▸ **Tugas yang Dikerjakan**:
A - Sebutkan setiap angka tahun yang berbeda dalam teks tentang Dinasti Syailendra, tanpa mengulang tahun yang muncul lebih dari sekali.
B - Lanjutkan teks tentang Dinasti Syailendra mulai dari kalimat terakhirnya.

▸ **Penggalan Teks**:
————————
DINASTI SYAILENDRA


Ratu Shima



Pendiri kerajaan yang bernama Mataram Kuno beraliran agama Buddha secara Dinasti Syailendra adalah Bhanu. Namun, sesungguhnya, nama “Syailendra” sendiri sudah ada sejak masa raja Dapunta Selendra, suami dari Ratu Shima (raja putri Kalingga Jati). Dapunta Selendra lebih terkenal dengan nama Prabu Kartikeyasingha.
Menurut catatan sejarah, Prabu Kartikeyasinga menjadi raja Kalingga pada tahun 648 - 674 M. Ayahanda Kartikeyasinga adalah Raja Kalingga yang tidak diketahui namanya, memerintah pada tahun 632 - 648 M. Sementara itu ibunda Kartikeyasinga berasal dari Kerajaan Melayu Sribuja yang beribukota di Palembang. Raja Melayu Sribuja, yang dikalahkan Sriwijaya pada tahun 683 M, adalah kakak kandung ibunda Prabu Kartikeyasinga.
————————
▸ **Data yang Diberikan**:
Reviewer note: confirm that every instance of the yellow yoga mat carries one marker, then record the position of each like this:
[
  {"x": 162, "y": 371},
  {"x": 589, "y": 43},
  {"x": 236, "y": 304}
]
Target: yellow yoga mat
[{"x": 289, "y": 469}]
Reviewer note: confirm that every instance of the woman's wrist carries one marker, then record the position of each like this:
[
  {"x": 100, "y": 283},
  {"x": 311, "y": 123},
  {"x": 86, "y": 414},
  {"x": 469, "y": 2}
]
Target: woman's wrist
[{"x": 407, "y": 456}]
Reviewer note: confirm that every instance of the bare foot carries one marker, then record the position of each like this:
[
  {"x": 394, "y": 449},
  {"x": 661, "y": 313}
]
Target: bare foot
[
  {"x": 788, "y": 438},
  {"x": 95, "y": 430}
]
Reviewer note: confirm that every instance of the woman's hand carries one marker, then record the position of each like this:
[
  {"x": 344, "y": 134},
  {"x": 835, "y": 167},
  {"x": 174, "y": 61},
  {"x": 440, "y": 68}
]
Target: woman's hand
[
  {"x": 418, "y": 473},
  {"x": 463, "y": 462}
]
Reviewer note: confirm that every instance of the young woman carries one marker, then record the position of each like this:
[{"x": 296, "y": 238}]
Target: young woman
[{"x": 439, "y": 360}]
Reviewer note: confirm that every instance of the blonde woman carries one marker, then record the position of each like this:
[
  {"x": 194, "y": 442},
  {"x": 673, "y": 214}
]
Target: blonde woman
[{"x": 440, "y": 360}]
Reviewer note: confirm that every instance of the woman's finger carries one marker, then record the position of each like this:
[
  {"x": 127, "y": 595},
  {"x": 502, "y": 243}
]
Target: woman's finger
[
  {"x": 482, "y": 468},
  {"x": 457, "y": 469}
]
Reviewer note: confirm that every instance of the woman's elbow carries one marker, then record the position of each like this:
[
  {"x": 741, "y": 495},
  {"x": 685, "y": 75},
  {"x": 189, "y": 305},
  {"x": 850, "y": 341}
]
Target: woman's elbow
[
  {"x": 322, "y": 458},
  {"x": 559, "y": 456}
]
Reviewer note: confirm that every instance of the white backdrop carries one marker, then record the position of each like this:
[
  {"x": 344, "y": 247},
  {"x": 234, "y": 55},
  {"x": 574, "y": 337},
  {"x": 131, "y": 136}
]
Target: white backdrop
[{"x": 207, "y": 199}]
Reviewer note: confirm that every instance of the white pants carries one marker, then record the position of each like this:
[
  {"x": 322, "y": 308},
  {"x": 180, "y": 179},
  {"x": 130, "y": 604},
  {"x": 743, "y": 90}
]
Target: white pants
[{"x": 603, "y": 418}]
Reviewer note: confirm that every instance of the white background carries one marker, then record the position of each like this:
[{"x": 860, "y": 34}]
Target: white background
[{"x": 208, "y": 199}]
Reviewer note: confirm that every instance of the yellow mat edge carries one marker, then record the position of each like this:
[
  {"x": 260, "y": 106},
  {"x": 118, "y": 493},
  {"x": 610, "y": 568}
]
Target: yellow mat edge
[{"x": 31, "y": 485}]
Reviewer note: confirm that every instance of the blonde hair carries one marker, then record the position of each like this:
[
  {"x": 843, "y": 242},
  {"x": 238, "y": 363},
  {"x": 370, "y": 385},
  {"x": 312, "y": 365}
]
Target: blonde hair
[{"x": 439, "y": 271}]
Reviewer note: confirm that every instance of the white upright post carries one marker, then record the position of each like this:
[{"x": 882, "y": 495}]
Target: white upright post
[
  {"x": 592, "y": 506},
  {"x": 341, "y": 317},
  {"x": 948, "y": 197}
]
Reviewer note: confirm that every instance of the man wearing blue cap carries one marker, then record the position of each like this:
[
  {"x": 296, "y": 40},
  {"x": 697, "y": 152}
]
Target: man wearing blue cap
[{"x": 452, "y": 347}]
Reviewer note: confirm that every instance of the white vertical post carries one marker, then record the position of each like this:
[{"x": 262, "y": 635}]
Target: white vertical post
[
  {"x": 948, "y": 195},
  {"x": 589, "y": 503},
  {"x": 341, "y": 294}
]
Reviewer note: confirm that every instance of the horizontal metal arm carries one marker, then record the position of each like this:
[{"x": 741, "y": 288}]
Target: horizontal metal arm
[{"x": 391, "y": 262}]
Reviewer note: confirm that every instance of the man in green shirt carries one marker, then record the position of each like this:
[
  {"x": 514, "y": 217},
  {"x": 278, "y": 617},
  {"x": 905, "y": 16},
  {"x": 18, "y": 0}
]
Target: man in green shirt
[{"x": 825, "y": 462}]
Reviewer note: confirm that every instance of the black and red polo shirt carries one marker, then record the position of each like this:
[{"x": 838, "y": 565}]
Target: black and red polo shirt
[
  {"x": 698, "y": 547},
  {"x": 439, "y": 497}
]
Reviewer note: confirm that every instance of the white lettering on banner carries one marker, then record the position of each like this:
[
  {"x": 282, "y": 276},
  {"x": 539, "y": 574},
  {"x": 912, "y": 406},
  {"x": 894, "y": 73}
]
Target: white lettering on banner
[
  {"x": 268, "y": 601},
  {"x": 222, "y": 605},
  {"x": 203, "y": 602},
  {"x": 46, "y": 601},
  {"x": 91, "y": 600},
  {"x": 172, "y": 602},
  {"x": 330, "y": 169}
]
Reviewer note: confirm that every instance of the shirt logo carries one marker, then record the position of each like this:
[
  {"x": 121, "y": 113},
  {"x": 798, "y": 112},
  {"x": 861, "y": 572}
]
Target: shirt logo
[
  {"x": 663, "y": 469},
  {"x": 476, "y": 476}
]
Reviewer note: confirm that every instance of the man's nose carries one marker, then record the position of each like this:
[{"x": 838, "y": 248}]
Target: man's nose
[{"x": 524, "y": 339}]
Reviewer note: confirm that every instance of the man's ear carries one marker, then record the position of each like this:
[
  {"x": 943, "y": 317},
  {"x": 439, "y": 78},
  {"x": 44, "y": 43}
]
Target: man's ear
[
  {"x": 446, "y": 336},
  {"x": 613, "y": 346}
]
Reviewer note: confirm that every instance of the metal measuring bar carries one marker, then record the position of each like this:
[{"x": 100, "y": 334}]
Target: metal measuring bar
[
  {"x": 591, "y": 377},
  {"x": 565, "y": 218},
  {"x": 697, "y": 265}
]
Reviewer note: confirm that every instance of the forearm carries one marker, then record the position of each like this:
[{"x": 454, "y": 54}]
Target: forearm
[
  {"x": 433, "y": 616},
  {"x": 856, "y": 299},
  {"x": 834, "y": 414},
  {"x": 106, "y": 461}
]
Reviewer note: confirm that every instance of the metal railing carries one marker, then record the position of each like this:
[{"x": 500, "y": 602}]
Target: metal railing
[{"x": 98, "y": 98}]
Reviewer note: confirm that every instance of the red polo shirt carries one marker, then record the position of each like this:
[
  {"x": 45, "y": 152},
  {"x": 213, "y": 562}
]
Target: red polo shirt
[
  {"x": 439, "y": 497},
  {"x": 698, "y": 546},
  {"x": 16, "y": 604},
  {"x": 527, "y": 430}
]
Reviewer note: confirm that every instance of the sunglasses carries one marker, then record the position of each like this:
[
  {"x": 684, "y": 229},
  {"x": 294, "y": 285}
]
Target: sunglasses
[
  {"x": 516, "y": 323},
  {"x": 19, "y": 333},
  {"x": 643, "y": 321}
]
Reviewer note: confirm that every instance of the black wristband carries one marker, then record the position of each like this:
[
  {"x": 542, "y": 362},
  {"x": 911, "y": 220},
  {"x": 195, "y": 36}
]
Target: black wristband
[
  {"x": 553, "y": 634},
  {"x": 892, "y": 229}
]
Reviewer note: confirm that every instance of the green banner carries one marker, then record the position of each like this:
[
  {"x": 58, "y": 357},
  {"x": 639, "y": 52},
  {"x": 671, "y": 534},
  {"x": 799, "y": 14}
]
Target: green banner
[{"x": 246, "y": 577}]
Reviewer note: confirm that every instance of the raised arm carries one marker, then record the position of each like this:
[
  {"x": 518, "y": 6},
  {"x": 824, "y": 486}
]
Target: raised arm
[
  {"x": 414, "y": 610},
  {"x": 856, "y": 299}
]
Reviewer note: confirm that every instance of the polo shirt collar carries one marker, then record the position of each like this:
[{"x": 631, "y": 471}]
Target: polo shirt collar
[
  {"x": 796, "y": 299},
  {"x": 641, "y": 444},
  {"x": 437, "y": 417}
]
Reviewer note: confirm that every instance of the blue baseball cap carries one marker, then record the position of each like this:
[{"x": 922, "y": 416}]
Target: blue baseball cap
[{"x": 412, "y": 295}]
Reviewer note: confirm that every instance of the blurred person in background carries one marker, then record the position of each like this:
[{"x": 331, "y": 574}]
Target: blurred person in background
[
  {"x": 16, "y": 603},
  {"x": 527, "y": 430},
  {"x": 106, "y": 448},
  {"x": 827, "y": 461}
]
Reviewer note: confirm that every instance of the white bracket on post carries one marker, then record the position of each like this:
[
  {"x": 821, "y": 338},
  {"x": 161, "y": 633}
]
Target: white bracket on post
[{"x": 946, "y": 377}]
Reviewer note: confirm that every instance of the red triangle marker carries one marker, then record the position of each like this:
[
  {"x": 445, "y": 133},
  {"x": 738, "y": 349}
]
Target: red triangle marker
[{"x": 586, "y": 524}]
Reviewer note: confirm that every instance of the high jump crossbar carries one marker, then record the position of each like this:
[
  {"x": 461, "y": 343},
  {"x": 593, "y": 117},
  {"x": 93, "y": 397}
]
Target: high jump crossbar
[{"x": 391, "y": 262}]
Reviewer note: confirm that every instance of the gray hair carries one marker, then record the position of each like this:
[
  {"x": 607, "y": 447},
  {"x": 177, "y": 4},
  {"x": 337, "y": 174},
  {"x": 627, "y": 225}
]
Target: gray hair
————————
▸ **Hasil Tiap Tugas**:
A - 632 M, 648 M, 674 M, 683 M

B -
Ratu Sima, pemeluk Hindu Syiwa, semula adalah wanita di belakang layar sewaktu suaminya, Kartikeyasinga, menjadi Raja Kalingga sejak tahun 648. Ratu Sima dengan Kartikeyasinga mempunyai dua orang anak, yaitu Parwati dan Narayana (Iswara). Untuk mempererat persahabatan dengan Galuh dengan maksud untuk menghadapi Sriwijaya yang saat itu beraliansi dengan Sunda, Kartikeyasinga dan isterinya Ratu Sima menjodohkan anaknya yang bernama Parwati dengan Amara (Mandiminyak), anak raja Galuh yang bernama Prabu Wretikandayun. Dari perkawinan Parwati dengan Wretikandayun tersebut lahirlah Sanaha pada tahun 661/662 M. Dengan perkawinan itu terbentuklah dua blok yang salin berhadapan, yaitu Blok Sriwijaya-Sunda (karena Prabu Tarusbawa dari Kerajaan Sunda mengikat aliansi dengan Sriwijaya karena ibu kandung Tarusbawa adalah putri Sriwijaya) dan Blok Kalingga-Galuh yang notabene sesungguhnya masih termasuk dalam satu rumpun keluarga .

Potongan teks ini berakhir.